Tous les dimanches, le chef de la famille remplit de gros sacs avec des denrées pour chacun des étudiants et va à Chişinău. En plus, il leur donne une centaine de lei. Lenuţa et Dumitru comprennent à quel point leurs parents s’efforcent de les aider comme ils peuvent. Dumitru plaisante et dit que s’il veut aborder une fille, il l’invite dans le parc. « Je sais que c’est cher d’aller dans un café par exemple ».

Les deux autres enfants, Constantin et Nina, sont, respectivement, en huitième et en neuvième. Ce sont de bons élèves qui sourient quand on leur demande quels sont leurs projets d’avenir. « Après l’école, ils doivent aller au collège, avoir leur baccalauréat et apprendre une profession », recommande Lenuţa en répondant à leur place.

▶ _Extraits de données_
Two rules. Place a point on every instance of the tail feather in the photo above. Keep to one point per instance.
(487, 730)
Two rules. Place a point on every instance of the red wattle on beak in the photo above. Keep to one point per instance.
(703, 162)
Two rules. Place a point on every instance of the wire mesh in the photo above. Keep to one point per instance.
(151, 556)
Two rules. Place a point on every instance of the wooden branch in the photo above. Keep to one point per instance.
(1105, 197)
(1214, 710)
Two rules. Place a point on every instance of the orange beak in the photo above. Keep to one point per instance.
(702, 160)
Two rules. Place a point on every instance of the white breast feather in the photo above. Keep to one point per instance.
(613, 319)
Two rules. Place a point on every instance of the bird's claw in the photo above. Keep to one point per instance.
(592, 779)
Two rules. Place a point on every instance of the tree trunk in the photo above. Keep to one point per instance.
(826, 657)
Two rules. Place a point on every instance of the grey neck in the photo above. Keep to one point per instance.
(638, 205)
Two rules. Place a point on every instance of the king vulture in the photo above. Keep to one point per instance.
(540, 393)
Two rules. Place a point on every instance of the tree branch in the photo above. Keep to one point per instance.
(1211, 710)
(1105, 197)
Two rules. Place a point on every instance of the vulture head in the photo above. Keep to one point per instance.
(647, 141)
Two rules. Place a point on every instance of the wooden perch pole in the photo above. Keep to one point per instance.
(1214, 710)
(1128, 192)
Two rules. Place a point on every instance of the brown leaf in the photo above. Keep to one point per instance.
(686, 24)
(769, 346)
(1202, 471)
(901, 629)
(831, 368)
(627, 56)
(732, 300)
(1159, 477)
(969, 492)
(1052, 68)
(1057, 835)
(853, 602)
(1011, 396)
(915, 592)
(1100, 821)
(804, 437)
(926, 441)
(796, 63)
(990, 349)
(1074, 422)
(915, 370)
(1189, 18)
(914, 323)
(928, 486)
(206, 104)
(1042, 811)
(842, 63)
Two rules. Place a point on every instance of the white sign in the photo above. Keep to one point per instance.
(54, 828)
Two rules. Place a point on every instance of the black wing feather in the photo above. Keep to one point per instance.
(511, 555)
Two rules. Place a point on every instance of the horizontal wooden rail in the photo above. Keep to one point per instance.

▶ _Liste des consignes_
[1] Dans l'extrait sur la famille, en quelle classe se trouve Nina ?
[2] Poursuivez l'extrait sur la famille après sa dernière phrase.
Les entrées sont un matériau distinct de l'extrait sur la famille.

▶ _Réponses_
[1] En neuvième.

[2]
5 kilos de pâtes

Zinaida Cotorobai a 43 ans, elle est infirmière dans un hôpital pour enfants de Chisinau. « J’ai un salaire de mille lei. Si je fais des heures supplémentaires de garde de nuit, j’en gagne deux ou trois mille. Je ne peux pas dire que nous vivons mal, pourquoi s’en prendre à Dieu ? » dit Zinaida. Avec son salaire, la famille s’en sort assez bien. Le père, quant à lui, travaille comme chauffeur, mais son salaire dépend du nombre de commandes qu’il a. Pour le reste, il travaille à la maison et s’occupe du bétail.

Les Cotorobai et leurs cinq enfants n’ont reçu de l’aide de la mairie qu’une seule fois, cinq kilos de pâtes. « A part ça, le 1 juin, les plus petits ont été invités au Centre au village et ont reçu une aide de cent lei », dit la mère. « Pour recevoir quelque chose, il faut passer des journées dans les couloirs de la mairie et se plaindre ; moi, je ne veux pas faire ça », raconte madame Zinaida. « Même à l’époque où mes cinq enfants étaient scolarisés, je n’avais aucun avantage, je n’était même pas dispensée pour la location des manuels scolaires. Je payais tout ce qu’il fallait payer, car je ne voulais pas qu’ils souffrent d’être cinq. »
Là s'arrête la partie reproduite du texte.